(Stored data entries)
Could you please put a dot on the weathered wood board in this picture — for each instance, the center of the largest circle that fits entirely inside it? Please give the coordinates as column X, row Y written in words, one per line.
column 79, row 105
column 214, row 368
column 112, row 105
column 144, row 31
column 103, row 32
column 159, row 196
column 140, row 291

* **Exercise goal**
Write every line of the entries again, word for word.

* **Answer to this exercise**
Could you please put a dot on the weathered wood board in this picture — for each instance, the center of the largest circle that fits entirely inside it? Please give the coordinates as column X, row Y written in words, one per line.
column 79, row 105
column 214, row 368
column 112, row 105
column 144, row 31
column 103, row 32
column 159, row 196
column 140, row 291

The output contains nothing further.